— TASK STATEMENT —
Reproduce the stretch of the cannabis breeding text below from "George Van Patten, better" through "other agricultural crop.", word for word.

In addition to the problem of impostor varieties, Karassik argues that the opposite can also be true: Through labeling mixups, breaks in cannabis family trees, or plain old opportunism, growers and consumers can end up with the same plant bearing many different names: “I could go to some place that doesn’t have a variety, and say, ‘I just created this cut,’ and now it’s called Nishan’s Cut or whatever, even though it’s just OG Kush,” Karassik says. This is one of the ways the Galaxy can end up with apparently different varieties sitting right on top of one another.

Van Patten has seen this many times in his years of experience as a weed cultivator. “People come up with these names, and it’s all BS,” he tells Inverse. “I figured this out about 30 years ago, and it’s been driving me nuts ever since then. That’s why I love my good friends over at Phylos BioScience. They’re the only ones that have paid attention.”

George Van Patten, better known as Jorge Cervantes, has written many books on cannabis cultivation. He used his pseudonym for decades, since his trade was illegal. In recent years, he has become more public.

Jorge Cervantes

Indeed, Karassik and his colleagues have taken note of the sorry state of the industry. “We took all these samples, and lo and behold, it turns out a bunch of these samples are just the same thing with different names,” Karassik says.

So what can breeders do to create legit varieties? Van Patten says people need to start breeding marijuana just like they’d breed any other agricultural crop.

Crossing different varieties can create unique products, and in a growing legal cannabis marketplace, people are hungry for the next hot thing. But Van Patten and Karassik agree that this is how unstable varieties are created.

“People want a new variety every year,” Van Patten complains. “A lot of these breeders are smart, but not really educated [about genetics]. They start throwing pollen around, they get something that’s relatively stable, and they release it as a new variety. They’ll sell 10 seeds, and of those 10 seeds, they won’t be stable. Out of 10 seeds, three of the plants look the same.”

— PROVIDED INFORMATION —
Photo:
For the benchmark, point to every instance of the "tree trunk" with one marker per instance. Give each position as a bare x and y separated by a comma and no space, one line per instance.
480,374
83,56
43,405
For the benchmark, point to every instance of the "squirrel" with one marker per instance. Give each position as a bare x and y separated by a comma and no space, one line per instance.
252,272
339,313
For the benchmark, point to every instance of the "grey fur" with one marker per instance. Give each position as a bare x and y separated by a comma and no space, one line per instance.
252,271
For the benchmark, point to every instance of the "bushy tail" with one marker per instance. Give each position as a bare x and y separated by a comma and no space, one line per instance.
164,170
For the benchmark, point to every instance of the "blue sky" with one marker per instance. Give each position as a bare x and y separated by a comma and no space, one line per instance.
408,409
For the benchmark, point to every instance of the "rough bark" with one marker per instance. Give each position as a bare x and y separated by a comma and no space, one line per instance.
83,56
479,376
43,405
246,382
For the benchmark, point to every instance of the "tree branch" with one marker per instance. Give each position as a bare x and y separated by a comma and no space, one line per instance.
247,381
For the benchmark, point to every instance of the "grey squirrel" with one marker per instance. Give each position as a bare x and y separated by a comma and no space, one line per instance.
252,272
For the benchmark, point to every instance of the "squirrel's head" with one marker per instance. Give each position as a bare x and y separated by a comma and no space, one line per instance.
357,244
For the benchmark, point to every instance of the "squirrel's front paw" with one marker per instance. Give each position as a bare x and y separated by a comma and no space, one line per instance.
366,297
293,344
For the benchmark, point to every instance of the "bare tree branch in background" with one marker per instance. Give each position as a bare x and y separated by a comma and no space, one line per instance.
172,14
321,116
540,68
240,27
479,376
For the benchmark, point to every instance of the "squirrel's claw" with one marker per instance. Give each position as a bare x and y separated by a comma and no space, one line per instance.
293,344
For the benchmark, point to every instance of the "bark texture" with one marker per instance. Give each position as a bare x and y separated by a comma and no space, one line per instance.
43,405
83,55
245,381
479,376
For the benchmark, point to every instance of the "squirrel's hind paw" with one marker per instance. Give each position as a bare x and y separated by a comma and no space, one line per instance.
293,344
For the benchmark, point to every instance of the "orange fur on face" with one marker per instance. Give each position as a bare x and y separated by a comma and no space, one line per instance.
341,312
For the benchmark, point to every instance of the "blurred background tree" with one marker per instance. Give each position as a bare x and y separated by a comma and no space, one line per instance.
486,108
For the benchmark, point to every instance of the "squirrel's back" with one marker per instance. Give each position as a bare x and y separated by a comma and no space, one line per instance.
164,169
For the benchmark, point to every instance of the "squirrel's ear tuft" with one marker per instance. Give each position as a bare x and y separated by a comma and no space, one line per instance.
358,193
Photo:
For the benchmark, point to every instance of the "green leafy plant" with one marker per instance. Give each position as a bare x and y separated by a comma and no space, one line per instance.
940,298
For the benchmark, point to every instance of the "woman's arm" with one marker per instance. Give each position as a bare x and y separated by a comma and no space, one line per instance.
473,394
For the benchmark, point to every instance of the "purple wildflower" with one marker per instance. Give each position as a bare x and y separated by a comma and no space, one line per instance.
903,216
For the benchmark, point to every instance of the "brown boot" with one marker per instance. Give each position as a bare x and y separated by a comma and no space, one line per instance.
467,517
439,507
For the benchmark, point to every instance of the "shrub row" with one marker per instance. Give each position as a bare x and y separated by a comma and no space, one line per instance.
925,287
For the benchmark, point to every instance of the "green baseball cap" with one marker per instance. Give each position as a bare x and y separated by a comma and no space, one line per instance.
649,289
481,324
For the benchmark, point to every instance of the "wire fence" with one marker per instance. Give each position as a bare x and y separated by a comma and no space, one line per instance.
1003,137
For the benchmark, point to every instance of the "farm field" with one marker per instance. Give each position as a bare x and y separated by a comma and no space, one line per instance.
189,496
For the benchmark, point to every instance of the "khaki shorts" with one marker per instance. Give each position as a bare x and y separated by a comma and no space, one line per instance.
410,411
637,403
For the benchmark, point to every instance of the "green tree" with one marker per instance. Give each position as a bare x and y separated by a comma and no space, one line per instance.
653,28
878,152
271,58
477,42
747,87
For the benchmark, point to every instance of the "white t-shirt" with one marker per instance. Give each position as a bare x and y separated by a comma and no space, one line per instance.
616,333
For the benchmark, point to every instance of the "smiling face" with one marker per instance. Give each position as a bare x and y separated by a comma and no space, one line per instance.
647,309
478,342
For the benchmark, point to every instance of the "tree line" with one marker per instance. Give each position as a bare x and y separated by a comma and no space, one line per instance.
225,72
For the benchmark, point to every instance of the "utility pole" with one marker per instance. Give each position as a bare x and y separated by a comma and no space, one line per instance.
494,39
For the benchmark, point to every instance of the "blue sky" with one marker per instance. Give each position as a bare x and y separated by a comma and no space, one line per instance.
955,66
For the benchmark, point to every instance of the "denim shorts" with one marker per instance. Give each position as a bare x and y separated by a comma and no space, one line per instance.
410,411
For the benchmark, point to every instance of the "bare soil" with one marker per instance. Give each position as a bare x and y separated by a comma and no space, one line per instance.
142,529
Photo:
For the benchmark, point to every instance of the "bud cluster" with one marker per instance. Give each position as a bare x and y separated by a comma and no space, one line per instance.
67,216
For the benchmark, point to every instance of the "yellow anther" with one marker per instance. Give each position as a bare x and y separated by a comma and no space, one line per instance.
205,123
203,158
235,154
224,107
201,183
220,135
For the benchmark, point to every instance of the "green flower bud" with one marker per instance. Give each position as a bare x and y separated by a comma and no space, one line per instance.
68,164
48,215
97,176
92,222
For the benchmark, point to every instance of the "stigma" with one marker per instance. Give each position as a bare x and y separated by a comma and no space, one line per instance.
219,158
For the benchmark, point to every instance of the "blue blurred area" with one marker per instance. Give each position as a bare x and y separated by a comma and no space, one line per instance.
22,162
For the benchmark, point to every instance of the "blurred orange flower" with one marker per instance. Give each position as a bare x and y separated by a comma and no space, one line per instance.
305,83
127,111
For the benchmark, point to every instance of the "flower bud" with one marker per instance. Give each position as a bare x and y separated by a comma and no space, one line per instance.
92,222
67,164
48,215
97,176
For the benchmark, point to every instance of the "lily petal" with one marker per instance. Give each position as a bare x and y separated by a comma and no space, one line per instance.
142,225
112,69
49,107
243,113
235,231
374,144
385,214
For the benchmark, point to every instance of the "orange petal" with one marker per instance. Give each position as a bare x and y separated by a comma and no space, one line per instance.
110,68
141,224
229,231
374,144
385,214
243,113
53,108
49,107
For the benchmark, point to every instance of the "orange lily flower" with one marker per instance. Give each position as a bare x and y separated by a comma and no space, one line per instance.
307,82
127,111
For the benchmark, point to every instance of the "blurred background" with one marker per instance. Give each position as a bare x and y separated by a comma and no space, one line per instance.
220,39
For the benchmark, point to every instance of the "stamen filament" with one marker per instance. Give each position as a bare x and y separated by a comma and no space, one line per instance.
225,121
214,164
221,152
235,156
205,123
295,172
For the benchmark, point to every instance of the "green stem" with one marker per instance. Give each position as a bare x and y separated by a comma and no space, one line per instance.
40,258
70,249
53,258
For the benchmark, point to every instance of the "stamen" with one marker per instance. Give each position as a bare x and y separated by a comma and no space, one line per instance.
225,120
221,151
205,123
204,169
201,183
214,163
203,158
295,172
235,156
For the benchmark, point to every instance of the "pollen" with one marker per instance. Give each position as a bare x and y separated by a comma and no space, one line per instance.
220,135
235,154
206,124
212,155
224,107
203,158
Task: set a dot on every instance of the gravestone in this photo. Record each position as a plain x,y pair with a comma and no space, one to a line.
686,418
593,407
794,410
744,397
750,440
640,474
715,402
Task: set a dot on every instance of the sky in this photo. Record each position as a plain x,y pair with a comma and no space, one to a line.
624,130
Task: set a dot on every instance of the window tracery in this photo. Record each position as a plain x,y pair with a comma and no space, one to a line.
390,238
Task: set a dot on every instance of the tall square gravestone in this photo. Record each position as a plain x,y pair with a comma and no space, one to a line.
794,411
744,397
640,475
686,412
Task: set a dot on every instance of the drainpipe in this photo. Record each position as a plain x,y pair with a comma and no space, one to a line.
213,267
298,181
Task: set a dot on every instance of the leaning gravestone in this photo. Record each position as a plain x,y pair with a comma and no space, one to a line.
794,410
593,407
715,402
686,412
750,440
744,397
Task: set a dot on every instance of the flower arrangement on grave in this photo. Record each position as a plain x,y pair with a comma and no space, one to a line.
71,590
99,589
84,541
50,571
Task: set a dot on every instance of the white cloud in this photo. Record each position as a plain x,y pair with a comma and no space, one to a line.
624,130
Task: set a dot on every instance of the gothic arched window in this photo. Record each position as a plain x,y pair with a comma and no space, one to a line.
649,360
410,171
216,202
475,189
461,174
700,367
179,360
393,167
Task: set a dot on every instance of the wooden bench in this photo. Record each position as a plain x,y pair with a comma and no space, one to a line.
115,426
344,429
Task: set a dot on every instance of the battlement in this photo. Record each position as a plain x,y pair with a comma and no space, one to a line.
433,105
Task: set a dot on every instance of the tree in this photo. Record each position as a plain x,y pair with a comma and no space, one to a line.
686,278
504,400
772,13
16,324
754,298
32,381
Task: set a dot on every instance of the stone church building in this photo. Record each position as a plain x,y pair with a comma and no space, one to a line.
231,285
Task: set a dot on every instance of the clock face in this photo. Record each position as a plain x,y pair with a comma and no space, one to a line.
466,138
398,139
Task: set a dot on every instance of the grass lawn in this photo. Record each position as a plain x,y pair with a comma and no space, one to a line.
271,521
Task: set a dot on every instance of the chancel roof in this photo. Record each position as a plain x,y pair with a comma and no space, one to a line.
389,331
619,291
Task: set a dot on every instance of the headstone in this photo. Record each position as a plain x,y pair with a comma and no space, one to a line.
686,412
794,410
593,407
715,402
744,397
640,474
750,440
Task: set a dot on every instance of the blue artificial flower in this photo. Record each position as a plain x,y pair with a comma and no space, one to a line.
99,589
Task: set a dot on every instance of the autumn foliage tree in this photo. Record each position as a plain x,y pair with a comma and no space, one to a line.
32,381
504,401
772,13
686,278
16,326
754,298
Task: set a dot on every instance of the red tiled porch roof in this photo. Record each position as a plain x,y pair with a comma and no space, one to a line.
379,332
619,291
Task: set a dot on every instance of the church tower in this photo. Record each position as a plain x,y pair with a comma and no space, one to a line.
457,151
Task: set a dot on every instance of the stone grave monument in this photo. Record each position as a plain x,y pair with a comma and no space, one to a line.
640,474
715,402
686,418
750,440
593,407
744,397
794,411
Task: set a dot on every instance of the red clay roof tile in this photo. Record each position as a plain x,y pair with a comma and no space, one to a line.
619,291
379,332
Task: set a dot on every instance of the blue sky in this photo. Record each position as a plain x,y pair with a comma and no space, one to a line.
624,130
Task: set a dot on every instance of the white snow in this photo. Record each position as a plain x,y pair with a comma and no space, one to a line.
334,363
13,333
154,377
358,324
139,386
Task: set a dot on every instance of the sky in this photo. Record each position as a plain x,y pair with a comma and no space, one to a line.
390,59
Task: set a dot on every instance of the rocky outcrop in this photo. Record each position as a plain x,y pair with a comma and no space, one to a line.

— PROBLEM SOLUTION —
George Van Patten, better known as Jorge Cervantes, has written many books on cannabis cultivation. He used his pseudonym for decades, since his trade was illegal. In recent years, he has become more public.

Jorge Cervantes

Indeed, Karassik and his colleagues have taken note of the sorry state of the industry. “We took all these samples, and lo and behold, it turns out a bunch of these samples are just the same thing with different names,” Karassik says.

So what can breeders do to create legit varieties? Van Patten says people need to start breeding marijuana just like they’d breed any other agricultural crop.